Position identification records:
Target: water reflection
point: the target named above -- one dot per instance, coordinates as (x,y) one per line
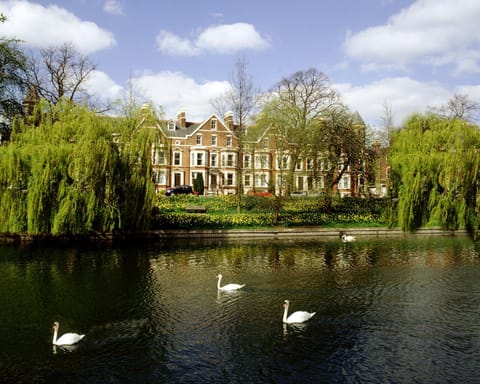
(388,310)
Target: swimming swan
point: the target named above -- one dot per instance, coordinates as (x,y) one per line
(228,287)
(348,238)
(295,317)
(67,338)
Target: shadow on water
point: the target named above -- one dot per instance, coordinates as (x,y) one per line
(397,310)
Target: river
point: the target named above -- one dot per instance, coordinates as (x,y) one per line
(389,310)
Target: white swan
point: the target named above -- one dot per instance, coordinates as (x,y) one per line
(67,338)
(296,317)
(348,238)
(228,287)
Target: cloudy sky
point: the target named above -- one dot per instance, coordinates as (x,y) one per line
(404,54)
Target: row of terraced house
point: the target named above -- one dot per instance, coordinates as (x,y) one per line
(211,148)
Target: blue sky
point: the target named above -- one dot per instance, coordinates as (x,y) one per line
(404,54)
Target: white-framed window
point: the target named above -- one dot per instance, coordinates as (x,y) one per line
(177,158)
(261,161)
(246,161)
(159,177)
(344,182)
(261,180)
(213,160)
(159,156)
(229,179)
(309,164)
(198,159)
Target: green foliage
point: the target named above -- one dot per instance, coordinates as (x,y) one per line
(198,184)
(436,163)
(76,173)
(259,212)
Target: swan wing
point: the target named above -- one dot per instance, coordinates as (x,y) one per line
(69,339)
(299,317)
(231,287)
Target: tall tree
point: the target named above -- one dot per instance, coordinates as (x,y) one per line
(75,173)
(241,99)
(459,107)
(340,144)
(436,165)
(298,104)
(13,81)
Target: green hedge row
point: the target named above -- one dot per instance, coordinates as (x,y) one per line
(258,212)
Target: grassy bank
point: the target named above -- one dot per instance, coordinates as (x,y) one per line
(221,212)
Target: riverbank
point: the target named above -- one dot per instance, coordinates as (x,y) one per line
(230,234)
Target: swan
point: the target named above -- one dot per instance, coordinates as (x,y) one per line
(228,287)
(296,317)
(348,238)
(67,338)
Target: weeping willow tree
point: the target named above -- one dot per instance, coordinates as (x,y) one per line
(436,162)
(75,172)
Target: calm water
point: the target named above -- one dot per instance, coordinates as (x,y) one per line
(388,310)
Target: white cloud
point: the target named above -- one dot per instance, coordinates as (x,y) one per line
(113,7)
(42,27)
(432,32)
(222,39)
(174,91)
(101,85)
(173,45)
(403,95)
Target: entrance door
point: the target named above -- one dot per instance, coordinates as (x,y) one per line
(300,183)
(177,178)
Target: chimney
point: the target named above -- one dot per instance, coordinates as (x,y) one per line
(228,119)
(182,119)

...

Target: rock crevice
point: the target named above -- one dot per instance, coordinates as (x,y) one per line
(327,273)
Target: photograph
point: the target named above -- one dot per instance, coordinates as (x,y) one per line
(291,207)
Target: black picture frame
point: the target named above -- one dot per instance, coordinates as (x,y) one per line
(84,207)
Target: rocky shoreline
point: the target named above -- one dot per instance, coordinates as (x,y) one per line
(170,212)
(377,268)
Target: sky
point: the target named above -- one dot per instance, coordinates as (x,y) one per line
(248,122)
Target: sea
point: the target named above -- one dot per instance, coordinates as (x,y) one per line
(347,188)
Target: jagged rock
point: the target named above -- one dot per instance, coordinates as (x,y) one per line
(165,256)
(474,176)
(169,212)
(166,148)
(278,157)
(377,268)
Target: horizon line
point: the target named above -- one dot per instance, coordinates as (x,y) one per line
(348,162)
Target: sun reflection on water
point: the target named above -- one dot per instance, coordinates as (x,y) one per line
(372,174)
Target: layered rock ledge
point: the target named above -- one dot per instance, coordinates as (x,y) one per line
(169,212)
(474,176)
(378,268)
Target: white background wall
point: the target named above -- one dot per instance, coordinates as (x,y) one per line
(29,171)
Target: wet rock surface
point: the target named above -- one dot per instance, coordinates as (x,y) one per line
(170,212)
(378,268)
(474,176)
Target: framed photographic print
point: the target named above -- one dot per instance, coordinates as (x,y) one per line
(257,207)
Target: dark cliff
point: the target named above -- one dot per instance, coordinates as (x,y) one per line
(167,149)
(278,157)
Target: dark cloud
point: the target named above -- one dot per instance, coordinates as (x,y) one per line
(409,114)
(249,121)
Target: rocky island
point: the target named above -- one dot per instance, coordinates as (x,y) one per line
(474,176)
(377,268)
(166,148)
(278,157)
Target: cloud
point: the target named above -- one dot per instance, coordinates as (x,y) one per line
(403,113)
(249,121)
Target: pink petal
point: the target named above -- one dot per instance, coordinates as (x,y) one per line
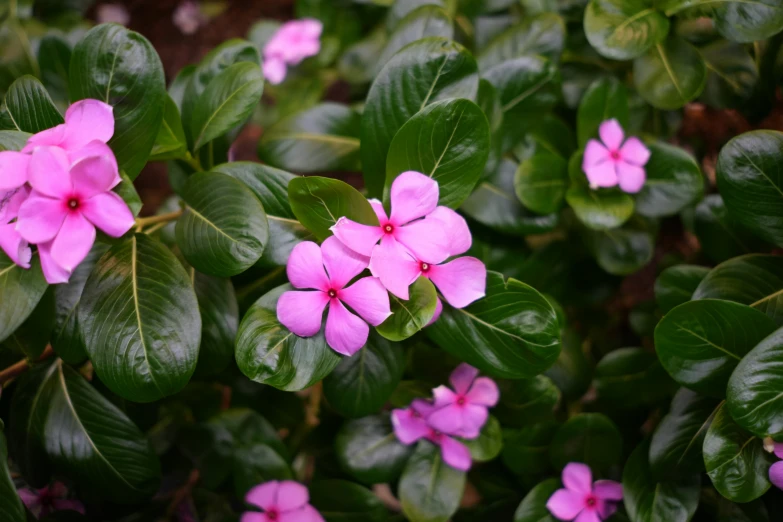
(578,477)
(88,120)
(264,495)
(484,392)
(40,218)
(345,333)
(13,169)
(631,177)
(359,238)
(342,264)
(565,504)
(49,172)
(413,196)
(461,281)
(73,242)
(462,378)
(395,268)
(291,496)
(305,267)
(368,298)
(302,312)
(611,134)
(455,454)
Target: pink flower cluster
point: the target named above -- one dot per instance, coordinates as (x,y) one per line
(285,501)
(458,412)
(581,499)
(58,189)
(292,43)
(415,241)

...

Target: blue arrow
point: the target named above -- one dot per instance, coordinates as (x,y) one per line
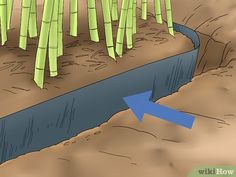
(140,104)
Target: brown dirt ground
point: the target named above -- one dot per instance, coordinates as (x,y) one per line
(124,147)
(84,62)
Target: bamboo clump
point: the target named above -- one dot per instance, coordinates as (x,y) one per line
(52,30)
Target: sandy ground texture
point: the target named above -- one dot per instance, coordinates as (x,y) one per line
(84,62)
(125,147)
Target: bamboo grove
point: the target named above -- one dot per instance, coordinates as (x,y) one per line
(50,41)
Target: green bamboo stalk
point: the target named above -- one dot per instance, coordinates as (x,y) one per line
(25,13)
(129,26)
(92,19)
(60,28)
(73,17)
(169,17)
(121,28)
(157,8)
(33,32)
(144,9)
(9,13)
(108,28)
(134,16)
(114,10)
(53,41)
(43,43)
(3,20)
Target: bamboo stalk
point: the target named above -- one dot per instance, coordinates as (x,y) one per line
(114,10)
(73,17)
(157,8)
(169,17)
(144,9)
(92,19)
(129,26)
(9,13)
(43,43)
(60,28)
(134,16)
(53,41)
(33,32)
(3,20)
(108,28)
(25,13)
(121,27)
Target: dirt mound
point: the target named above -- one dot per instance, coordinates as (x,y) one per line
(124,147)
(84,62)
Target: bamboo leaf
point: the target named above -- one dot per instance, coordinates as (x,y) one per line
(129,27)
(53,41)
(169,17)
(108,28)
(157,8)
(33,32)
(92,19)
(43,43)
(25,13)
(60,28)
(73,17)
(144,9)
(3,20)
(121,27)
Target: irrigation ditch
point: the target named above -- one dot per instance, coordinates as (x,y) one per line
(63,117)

* [STATED GOAL]
Return every line of the listing that contains the word "green".

* [RESULT OF THIS EXERCISE]
Target: green foliage
Target: green hedge row
Target: green bamboo stalk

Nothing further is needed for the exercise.